THE DATA:
--
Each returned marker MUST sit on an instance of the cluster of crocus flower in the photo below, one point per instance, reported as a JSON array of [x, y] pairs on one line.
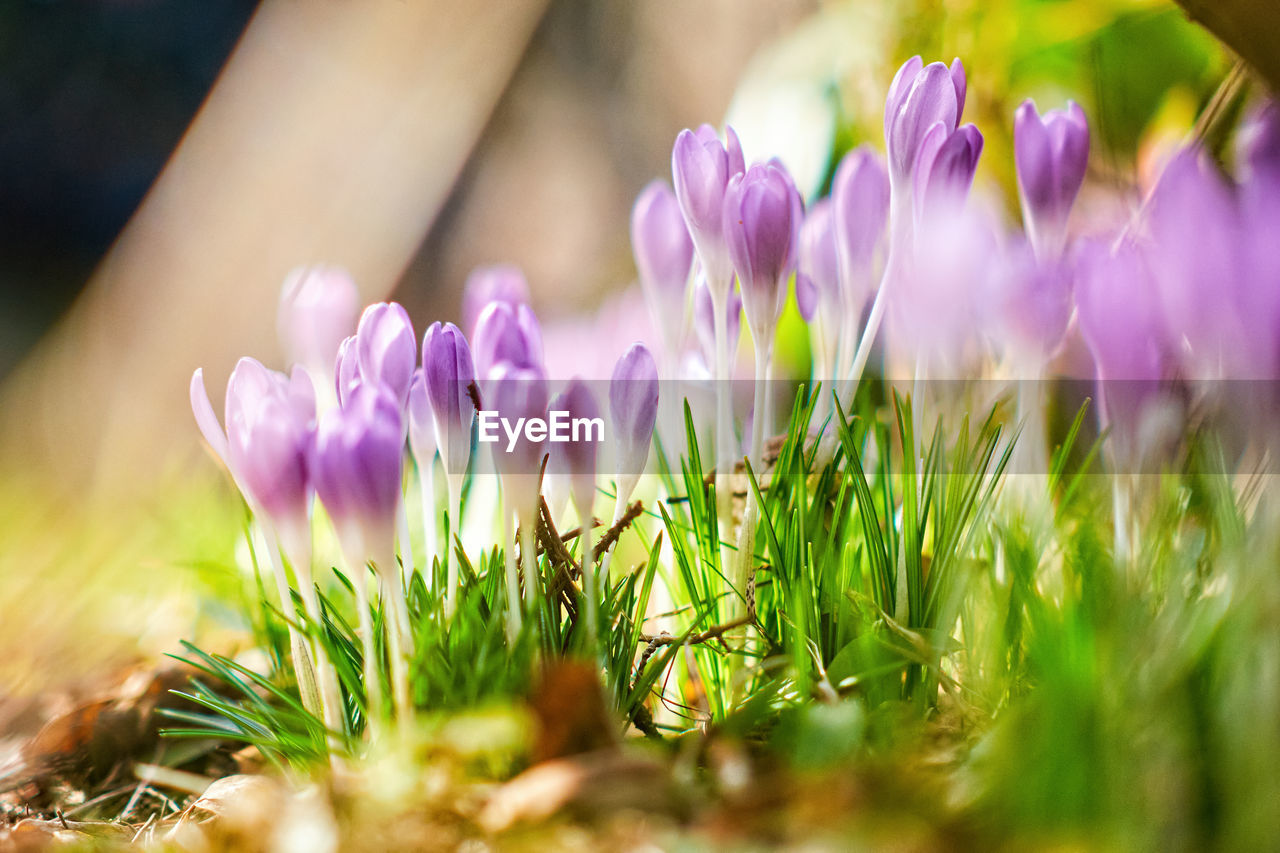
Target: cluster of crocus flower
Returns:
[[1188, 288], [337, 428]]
--
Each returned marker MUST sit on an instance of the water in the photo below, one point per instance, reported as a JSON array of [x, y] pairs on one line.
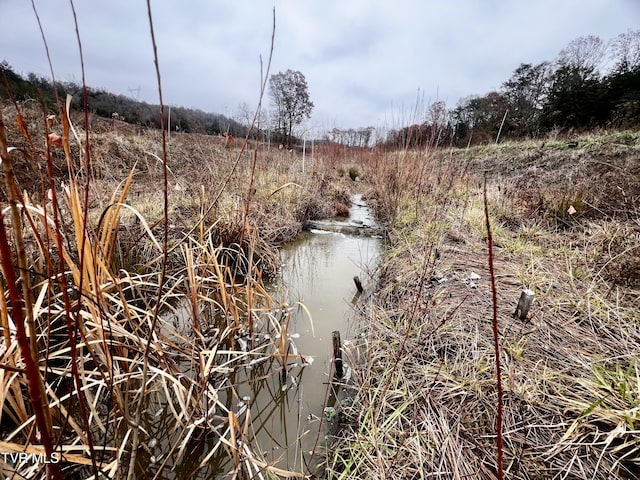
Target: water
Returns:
--
WHAT IS REQUIRED:
Pull out all lines containing the word "JSON" from the entries above.

FINAL ANSWER:
Each returned marker MUST sit on an instance of the cluster of crocus flower in the photo below, one point per instance, reported as a JSON array of [x, y] pairs on one line.
Each returned marker MUST sit on an instance of the water in the photo below, one point per instance, reported as a JSON array of [x, y] pairs on one line.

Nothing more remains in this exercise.